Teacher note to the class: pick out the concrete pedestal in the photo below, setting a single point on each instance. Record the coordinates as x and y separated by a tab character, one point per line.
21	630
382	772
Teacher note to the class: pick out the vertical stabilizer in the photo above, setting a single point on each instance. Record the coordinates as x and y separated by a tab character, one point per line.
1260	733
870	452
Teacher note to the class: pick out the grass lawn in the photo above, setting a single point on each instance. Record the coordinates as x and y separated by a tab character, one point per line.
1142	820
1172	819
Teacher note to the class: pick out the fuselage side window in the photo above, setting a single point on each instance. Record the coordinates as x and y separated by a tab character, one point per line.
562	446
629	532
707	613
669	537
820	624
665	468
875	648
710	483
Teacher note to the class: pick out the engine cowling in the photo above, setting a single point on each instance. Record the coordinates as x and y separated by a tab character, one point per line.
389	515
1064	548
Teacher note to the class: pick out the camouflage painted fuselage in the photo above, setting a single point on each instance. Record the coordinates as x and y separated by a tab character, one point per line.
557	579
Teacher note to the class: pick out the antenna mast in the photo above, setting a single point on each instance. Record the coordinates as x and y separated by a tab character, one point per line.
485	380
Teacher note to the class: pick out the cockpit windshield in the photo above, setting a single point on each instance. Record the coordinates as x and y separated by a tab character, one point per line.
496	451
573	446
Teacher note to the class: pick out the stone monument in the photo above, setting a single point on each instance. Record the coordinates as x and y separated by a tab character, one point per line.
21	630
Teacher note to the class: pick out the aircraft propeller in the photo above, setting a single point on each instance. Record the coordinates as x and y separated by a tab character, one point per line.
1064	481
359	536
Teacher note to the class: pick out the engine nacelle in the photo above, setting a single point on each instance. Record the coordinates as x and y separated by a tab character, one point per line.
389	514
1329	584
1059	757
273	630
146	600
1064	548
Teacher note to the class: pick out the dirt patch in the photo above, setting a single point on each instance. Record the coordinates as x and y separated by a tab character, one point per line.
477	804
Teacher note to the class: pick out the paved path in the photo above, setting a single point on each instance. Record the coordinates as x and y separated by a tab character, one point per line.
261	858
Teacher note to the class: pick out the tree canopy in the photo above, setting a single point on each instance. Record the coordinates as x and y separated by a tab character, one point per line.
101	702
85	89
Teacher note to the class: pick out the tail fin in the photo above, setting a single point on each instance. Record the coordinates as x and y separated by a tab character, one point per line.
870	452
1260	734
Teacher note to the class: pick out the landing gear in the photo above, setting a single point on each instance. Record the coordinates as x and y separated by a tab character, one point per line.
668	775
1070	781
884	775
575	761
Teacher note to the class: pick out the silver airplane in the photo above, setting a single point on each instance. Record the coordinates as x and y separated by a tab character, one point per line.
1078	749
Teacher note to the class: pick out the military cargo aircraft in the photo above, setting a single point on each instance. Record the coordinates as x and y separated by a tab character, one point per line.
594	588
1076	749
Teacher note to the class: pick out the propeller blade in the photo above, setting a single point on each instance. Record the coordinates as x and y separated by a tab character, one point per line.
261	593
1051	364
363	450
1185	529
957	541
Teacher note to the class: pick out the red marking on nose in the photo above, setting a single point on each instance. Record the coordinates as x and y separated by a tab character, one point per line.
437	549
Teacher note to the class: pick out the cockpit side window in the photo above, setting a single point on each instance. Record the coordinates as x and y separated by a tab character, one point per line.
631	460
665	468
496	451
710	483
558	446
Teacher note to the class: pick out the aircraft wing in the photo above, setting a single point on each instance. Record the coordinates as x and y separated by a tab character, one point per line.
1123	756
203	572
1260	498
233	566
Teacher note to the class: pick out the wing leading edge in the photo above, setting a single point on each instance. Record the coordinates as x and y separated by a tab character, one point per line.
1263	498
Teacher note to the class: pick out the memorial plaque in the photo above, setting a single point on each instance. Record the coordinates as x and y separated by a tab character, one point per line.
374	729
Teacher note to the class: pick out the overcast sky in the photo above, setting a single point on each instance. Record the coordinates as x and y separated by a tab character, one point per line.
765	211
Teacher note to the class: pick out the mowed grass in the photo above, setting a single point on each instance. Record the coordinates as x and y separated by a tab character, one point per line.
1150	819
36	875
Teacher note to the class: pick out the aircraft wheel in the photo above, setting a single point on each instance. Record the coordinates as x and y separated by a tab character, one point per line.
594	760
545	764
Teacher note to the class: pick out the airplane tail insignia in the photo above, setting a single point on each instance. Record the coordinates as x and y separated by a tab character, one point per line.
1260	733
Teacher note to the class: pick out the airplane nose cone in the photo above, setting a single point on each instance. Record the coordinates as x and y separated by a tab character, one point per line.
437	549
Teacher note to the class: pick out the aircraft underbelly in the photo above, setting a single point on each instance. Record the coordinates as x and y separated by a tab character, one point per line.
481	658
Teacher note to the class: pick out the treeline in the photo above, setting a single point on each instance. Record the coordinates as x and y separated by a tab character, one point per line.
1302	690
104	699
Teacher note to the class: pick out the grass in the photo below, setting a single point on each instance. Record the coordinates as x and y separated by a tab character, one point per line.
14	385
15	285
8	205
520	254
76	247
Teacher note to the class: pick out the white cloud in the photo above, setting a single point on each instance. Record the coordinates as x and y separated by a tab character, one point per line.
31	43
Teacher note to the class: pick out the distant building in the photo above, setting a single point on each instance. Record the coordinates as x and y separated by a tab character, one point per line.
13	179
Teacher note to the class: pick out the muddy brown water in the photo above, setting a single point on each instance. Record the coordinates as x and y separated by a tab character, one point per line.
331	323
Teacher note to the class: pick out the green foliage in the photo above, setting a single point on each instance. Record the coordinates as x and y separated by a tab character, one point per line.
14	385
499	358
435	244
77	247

▶ **Task goal**:
Give back the entire listing verbatim.

▶ **Response**:
Teacher note to the class: pick out the concrete pedestal in the photo below, setting a single point on each instance. Record the coordinates as x and y separated by a tab character, one point per line.
21	630
382	772
Teacher note to the class: pick out the vertical stabilizer in the photo above, setting a single point on each instance. Record the coordinates as x and y separated by a tab character, one point per line.
1260	733
870	452
Teacher note to the class: pick out the grass lawn in the photo above, setting a single point on each instance. Record the coordinates as x and y separated by a tab character, one point per line.
1142	820
1172	819
Teacher note to the class: pick out the fuselage side window in the photo above, setting a single point on each instance. Record the coordinates as x and y separated by a tab character, one point per line.
562	446
629	532
707	613
669	537
820	624
665	468
875	648
710	483
Teacher note to the class: pick out the engine cowling in the photo above, setting a single point on each instance. Record the coordinates as x and y separated by a tab character, one point per line.
389	515
1064	548
Teacher note to the class: pick out the camouflage painted fuselage in the photo above, setting a single point on each instance. Record the coordinates as x and y separated by a tab character, one point per line.
557	579
Teacher note to the class: pick out the antenna mast in the photo above, setting a single point on each instance. Record the coordinates as x and y separated by a tab character, one point per line.
485	380
Teacher note to the class: pick out the cockpit windshield in the photo above, setting a single point on each instance. Record the coordinates as x and y separated by a tab character, one point per line.
496	451
573	446
Teacher note to the class: pick out the stone monument in the photo above, setting a single point on each instance. Record the coordinates as x and y separated by a tab character, one point per line.
21	630
Teacher note to the class: pick out the aircraft propeller in the photo above, setting a single point on each instance. Record the coordinates as x and y separated by a tab character, one point per line.
1064	481
359	536
Teacher note to the class: pick out the engine nacelle in the photo above, setting a single point on each instance. Record the coordinates as x and y separated by a tab character, one point per line.
389	514
1329	584
1059	757
273	630
146	600
1064	548
Teacher note to the class: pick out the dirt patch in the photo above, setting a single point on each instance. Record the coordinates as x and y separated by a tab character, one point per line.
477	804
Teacher note to the class: pick out the paved path in the photo above, setting a single point on each instance. Record the coordinates as x and y separated by a tab character, one point per line.
261	858
Teacher note to the class: pick out the tree canopy in the photo above, setting a single point on each instance. Record the coordinates as x and y separated by a tab character, one point per line.
101	702
85	89
Teacher note to the class: pick out the tail fin in the photo above, setting a single point on each instance. Record the coordinates as x and y separated by a tab character, one point per line.
870	452
1260	734
Teacher note to the class: pick out the landing gear in the photo above, setting a single point on each instance. Record the coordinates as x and y separated by a tab character, one point per line.
668	775
1070	781
884	775
575	761
Teacher note to the class: pick out the silver airplane in the photo above, setting a single point on each instance. Record the coordinates as x and y separated by a tab character, one point per line.
1078	749
Teacher note to the class: pick out the military cargo aircraft in the photo above, setting a single point on each instance. Record the coordinates as x and y separated by a tab character, one point per line.
594	588
1076	749
Teacher note to the class: pick out the propeller blade in the photo above, setting a single point on each instance. Record the coordinates as x and y separated by a tab character, one point per line.
261	593
1051	364
363	450
1185	529
957	541
Teacher note to the class: pick out the red marking on nose in the photo above, setting a single point on each instance. Record the coordinates as x and y separated by a tab character, one point per line.
437	549
Teacher note to the class: pick out the cockpit side window in the photo above, setting a single point on each instance. Record the coordinates as x and y separated by a tab character, one point per line.
631	460
665	468
496	451
710	483
558	446
Teacher note to the class: pick out the aircraft wing in the photo above, setting a single point on each instance. Record the coordinates as x and y separated by a tab character, one point per line.
1123	756
203	572
1260	498
233	566
Teacher note to the class: pick out the wing leading edge in the photo above, setting a single point on each instance. Record the coordinates as x and y separated by a tab character, one point per line.
1263	498
Teacher note to the class: pick out the memorial plaque in the photo above, setting a single point on each instance. Record the coordinates as x and y separated by a tab character, one point per line.
374	729
Teacher note to the class: pick out the overcast sky in the photo above, setting a single point on each instance. Record the coordinates as x and y separated by a tab character, one point per line.
765	211
Teacher note to the class: pick out the mowed grass in the photo above, setting a single point on each instance. Record the coordinates as x and y separated by a tab character, one point per line.
1150	819
36	875
Teacher note to the class: pick out the aircraft wheel in the photo above, setting a single point on each instance. Record the coordinates as x and y separated by a tab character, one point per line.
594	760
545	764
Teacher note to the class: pick out the airplane tail insignia in the photo above, setting a single point on each instance. Record the coordinates as x and y separated by a tab character, one point per line.
1260	733
Teacher note to the class: pick out the airplane nose cone in the photo above, setting a single point on each instance. Record the coordinates as x and y separated by a tab character, one point per line.
437	549
Teacher note to the class: pick out the aircraft underbelly in the photo above, setting a single point on each instance. Record the coordinates as x and y separated by a tab character, one point per line.
481	658
Teacher note to the class: pick out the treeline in the photo above, setting a single point on each instance. Record the coordinates as x and y separated by a tab character, one point per line.
1302	690
104	699
Teacher note to the class: pick out the grass in the photo below, setting a single point on each instance. Record the coordinates as x and y separated by a tab character, one point per line.
14	385
15	285
8	205
520	254
76	247
Teacher note to the class: pick out the white cloud in the photo above, setting a single point on each instance. Record the coordinates as x and y separated by a tab character, one point per line.
31	43
Teacher note to the class: pick out the distant building in the photo above, setting a single point on each instance. Record the coordinates as x and y separated by a tab character, one point per line.
13	179
Teacher note to the class: pick out the muddy brown water in the photo above, setting a single point on each instance. Record the coordinates as x and y separated by a tab character, one point per line.
331	323
Teacher note to the class: pick out the green foliage in the photo above, setting a single point on each instance. Record the coordinates as x and y separated by a tab character, one point per line.
14	385
499	358
435	244
77	247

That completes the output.